Today is Thursday 29th October and thanks to the kind ladies here at St, Mary's I have been allowed to use their computer and update my blog. Although there are huge gaps in my memory as to what exactly happened when I was in The Royal Orthopaedic (Martin, unfortunately for him, has a very vivid picture) I'm going to try and remember best I can.
Saturday was the first day I was aware of where I was and knew roughly what had happened. I 'came round' in my room with an absolutely exhausted looking Martin sitting next to me with his head lying on my bed. He had been sat there since Thursday afternoon (I think), afraid to leave me because I was unable to operate the PCA (patient controlled anaesthesia) which was delivering the morphine I still needed. He looked dreadful. Honestly, I know Ive said it before but my man is a hero. I'm convinced he saved my life that weekend by staying with me hour after hour, and staying awake. Goodness knows what would have happened if he had left me. Its probably a blessing in disguise that I cant remember anything that happened prior to then.
It was a small, but very clean, room I had with just about room for the 3 nurses who were standing round my bed discussing the 'traction' I needed to stabilize my leg. I didn't understand what they were talking about, plus I was still very confused and spaced out from what had happened. I kept slipping off to 'Planet Morphine' complete with some very interesting hallucinations. I think the trauma to my body hadn't helped either and I was still in shock. So I felt very vulnerable and frightened and just clung on to Martins hand for dear life.

**Extracted data**
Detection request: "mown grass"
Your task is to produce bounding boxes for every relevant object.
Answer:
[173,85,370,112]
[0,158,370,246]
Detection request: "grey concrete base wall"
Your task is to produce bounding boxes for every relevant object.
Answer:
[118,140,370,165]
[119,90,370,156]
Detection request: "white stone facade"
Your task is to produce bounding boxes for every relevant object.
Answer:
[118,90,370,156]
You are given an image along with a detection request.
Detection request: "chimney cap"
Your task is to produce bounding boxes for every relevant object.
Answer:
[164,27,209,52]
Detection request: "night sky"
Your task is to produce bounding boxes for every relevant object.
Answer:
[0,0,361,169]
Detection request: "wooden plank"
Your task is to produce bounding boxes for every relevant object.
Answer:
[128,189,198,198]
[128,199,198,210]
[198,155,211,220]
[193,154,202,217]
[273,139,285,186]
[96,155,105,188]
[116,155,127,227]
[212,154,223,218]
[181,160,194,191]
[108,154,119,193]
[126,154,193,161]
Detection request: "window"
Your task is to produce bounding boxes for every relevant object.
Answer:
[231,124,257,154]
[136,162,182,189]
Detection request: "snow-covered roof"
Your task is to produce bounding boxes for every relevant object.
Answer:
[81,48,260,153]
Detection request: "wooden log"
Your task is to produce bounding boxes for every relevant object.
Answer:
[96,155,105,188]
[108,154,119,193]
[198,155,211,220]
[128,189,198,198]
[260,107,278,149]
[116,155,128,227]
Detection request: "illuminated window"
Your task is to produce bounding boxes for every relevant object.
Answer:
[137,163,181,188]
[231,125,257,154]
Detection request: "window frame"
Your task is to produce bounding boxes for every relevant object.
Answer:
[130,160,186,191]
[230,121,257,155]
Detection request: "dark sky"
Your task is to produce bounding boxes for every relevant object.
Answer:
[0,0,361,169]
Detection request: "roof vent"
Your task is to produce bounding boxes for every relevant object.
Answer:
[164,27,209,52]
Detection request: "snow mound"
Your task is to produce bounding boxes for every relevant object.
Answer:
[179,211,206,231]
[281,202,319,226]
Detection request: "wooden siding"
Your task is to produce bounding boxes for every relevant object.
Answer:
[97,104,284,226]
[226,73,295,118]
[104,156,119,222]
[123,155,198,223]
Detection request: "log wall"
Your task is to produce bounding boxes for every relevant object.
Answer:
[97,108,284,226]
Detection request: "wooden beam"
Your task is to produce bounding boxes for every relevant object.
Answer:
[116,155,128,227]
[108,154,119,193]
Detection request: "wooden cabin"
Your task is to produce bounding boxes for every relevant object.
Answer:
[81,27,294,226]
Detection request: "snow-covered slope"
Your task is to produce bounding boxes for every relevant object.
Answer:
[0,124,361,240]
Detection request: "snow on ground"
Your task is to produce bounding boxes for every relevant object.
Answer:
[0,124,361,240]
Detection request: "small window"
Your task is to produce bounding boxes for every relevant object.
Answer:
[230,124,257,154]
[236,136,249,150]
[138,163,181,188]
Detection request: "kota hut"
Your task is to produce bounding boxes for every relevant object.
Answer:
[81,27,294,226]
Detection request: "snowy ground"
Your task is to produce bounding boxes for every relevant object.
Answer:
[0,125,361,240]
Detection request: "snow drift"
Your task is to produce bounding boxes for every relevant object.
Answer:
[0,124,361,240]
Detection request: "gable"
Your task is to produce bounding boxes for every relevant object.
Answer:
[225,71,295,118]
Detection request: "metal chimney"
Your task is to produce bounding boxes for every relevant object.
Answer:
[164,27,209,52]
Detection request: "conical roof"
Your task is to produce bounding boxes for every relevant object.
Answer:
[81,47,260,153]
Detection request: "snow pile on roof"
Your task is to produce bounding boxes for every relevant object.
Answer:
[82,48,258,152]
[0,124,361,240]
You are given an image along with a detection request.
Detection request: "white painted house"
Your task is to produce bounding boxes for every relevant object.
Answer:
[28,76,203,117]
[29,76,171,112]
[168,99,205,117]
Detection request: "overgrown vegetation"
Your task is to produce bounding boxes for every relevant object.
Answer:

**To do**
Answer these questions about the blog post.
1. On what day and date was the post written?
2. What does the abbreviation PCA stand for?
3. How many nurses stood around the bed discussing traction?
Use only the blog post to answer.

**Answer area**
1. Thursday 29th October
2. Patient controlled anaesthesia
3. Three